- _Work to do_: Reproduce the stretch of entries from the line containing "Note to the class: point out the wispy" through the line containing "<point>91,587</point>", substituting "distant horizon" for "hazy horizon" and leaving everything else unchanged.

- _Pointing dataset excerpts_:
+ + + + + + +
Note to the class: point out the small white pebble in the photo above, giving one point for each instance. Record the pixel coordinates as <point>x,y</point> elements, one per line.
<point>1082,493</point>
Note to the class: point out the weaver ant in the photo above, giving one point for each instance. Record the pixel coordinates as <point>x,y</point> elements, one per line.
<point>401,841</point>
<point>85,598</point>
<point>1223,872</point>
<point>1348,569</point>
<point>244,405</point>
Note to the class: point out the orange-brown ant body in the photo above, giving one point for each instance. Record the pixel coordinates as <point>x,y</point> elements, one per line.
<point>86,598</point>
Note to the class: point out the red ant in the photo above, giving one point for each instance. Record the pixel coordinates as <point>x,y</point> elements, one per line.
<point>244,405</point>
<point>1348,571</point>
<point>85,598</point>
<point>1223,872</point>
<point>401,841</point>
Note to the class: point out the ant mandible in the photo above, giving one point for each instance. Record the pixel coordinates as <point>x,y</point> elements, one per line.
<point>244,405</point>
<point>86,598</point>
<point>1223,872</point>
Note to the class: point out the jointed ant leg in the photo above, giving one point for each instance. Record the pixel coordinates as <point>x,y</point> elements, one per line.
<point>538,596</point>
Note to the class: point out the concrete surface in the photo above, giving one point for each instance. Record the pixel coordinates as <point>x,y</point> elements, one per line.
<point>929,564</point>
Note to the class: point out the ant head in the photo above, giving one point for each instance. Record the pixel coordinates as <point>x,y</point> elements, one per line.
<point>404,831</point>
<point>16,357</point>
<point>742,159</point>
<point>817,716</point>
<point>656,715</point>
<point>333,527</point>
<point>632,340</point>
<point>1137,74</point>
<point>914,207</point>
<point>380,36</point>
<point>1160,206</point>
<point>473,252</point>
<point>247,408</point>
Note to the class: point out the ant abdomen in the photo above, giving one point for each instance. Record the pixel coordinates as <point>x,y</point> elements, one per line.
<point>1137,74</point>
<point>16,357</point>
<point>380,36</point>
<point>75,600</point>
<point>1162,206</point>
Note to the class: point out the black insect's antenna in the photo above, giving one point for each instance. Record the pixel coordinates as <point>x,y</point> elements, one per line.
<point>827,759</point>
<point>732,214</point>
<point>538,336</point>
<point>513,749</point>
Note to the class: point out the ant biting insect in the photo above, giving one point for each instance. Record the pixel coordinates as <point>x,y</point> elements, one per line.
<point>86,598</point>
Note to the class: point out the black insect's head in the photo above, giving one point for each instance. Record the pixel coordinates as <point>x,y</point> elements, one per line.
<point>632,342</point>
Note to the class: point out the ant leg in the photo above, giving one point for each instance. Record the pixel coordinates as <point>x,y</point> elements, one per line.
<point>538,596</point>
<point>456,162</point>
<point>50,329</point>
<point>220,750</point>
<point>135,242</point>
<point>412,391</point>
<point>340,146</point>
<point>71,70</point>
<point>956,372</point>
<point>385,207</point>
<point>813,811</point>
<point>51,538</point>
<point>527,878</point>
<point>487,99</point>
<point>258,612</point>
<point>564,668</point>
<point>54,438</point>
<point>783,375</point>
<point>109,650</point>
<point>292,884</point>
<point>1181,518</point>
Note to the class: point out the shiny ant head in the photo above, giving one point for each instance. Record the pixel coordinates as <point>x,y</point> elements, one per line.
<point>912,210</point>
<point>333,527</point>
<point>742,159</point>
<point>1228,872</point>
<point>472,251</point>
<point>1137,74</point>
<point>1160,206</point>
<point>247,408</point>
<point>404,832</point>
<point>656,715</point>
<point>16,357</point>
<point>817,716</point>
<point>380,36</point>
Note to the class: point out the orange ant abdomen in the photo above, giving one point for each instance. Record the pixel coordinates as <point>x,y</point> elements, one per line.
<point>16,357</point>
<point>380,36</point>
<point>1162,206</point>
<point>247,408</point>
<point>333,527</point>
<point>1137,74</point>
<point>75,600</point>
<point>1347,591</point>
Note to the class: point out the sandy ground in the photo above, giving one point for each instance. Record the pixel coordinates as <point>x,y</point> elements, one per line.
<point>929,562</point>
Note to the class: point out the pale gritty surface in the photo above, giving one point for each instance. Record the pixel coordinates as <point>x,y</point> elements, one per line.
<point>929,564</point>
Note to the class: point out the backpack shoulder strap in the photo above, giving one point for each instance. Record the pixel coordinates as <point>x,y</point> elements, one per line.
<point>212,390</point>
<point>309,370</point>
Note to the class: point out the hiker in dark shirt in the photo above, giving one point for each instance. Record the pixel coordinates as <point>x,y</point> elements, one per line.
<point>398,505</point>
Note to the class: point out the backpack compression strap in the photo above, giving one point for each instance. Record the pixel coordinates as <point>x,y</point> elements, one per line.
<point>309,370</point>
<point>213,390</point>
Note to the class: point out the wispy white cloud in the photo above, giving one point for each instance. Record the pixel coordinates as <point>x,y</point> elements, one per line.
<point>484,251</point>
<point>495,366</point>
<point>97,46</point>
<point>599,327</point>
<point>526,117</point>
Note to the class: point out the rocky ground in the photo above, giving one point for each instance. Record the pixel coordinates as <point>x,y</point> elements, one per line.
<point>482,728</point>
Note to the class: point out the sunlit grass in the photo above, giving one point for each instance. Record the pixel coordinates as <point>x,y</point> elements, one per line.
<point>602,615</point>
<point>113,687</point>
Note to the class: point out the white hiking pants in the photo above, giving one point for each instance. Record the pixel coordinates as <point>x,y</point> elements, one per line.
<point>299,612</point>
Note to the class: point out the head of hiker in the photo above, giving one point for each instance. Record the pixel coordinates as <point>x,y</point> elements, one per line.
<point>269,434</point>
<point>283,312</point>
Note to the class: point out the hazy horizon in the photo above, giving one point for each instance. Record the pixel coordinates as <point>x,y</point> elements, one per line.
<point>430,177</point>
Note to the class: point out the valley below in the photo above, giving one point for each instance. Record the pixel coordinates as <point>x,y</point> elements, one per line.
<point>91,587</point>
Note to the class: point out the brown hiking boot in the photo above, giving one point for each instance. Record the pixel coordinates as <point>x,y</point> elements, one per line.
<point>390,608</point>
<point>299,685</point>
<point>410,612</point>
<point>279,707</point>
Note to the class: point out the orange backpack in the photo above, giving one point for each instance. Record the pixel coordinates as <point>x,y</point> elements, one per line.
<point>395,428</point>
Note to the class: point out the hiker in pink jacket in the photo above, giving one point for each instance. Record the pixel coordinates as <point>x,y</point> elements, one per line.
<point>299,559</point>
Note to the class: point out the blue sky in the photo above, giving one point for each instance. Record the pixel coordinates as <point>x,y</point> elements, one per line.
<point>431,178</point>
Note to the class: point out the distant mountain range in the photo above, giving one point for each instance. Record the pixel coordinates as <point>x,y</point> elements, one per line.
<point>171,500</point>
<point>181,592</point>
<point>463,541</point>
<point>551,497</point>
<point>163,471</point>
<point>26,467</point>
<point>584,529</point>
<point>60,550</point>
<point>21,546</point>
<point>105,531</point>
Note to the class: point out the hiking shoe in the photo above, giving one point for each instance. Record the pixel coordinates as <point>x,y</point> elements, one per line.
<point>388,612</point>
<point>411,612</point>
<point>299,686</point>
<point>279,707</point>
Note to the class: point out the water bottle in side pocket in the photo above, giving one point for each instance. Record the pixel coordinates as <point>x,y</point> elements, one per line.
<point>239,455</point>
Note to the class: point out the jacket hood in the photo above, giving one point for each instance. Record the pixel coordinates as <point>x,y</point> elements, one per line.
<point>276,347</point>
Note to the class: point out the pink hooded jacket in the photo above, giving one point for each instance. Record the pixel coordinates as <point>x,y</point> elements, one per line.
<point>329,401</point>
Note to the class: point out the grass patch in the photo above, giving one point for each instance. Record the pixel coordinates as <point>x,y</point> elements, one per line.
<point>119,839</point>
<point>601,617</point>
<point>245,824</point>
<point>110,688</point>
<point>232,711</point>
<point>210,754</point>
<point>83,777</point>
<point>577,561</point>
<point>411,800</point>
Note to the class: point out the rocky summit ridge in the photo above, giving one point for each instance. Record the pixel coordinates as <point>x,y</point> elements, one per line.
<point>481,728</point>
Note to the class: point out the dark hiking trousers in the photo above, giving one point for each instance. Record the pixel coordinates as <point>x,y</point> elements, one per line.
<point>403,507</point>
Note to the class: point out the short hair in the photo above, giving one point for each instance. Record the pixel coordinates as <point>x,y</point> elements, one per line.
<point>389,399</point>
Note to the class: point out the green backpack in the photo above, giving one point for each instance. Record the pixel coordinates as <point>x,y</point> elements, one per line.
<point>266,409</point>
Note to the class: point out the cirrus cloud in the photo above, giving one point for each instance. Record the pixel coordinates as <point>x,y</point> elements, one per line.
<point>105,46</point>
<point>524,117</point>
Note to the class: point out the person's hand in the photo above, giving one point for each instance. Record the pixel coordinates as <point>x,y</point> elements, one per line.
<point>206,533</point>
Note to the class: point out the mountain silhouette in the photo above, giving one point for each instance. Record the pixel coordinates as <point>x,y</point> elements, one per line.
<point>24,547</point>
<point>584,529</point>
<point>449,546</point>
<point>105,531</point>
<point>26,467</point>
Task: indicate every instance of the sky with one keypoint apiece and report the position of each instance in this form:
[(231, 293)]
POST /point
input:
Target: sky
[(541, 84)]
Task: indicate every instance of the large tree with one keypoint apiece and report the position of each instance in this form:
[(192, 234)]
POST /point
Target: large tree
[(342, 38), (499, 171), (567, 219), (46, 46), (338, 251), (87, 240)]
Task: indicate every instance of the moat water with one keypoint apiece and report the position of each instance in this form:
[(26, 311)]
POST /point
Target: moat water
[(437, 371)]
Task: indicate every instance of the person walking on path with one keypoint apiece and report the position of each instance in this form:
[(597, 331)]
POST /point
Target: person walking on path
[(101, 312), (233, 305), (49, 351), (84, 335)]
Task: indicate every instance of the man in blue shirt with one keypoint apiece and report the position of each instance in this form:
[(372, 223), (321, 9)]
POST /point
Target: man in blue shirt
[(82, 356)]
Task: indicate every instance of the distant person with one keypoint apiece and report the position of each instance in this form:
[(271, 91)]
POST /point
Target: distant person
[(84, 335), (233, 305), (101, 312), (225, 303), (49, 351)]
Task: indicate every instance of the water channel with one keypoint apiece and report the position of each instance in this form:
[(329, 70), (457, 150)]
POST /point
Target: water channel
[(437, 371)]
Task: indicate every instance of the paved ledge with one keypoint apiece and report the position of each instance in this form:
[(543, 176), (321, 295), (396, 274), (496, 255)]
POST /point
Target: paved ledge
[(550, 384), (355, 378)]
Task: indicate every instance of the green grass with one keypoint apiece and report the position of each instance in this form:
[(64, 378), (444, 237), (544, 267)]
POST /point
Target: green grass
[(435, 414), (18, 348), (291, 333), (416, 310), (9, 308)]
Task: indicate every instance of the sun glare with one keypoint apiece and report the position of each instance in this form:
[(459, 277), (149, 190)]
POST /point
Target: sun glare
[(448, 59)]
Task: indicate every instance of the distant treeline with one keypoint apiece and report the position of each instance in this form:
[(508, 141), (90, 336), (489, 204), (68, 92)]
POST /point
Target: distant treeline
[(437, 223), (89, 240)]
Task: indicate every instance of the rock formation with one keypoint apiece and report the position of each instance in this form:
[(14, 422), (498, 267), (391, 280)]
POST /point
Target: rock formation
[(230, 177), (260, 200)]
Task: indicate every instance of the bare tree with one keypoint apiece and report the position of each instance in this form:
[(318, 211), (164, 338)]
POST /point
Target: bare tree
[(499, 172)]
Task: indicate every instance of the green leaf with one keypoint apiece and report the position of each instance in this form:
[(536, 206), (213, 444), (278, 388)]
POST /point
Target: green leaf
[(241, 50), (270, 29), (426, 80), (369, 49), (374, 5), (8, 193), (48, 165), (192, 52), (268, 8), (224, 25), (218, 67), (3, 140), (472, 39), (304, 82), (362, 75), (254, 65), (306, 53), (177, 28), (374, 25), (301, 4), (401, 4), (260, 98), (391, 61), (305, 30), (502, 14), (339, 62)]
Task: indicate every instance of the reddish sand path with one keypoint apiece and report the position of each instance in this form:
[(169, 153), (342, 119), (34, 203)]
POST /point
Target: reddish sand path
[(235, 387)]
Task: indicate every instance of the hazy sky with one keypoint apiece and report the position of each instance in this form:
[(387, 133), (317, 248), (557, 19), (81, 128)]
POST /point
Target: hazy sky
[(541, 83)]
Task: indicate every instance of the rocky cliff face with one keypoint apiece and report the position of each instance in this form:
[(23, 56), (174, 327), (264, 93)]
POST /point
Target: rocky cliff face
+ + + + + + +
- _Answer for this exercise_:
Note to the class: point out the wispy white cloud in the photo above, giving one point for each instance. Record the pixel coordinates as <point>x,y</point> elements, one per line.
<point>484,251</point>
<point>495,366</point>
<point>97,46</point>
<point>599,327</point>
<point>526,117</point>
Note to the class: point out the rocky ground in the photo above, giving one point for each instance. Record the pixel coordinates as <point>x,y</point> elements, one per line.
<point>482,728</point>
Note to the class: point out the sunlit grass in the photo above, giving one point for each instance. Record the pixel coordinates as <point>x,y</point> elements, one per line.
<point>602,615</point>
<point>113,687</point>
Note to the class: point out the white hiking pants in the photo above, giving one point for each instance. Record the pixel coordinates as <point>x,y</point> elements, one per line.
<point>299,612</point>
Note to the class: point out the head of hiker in the photo above, giving one point for each instance. Record the pixel coordinates as <point>x,y</point> elements, one per line.
<point>269,434</point>
<point>283,312</point>
Note to the class: point out the distant horizon in the photo above, giving one point for each instance. Record the pixel coordinates as <point>x,y</point> elements, one per line.
<point>430,177</point>
Note to the class: point out the valley below in the photo above, giving one point for each instance. Record the pixel coordinates as <point>x,y</point> elements, one per line.
<point>91,587</point>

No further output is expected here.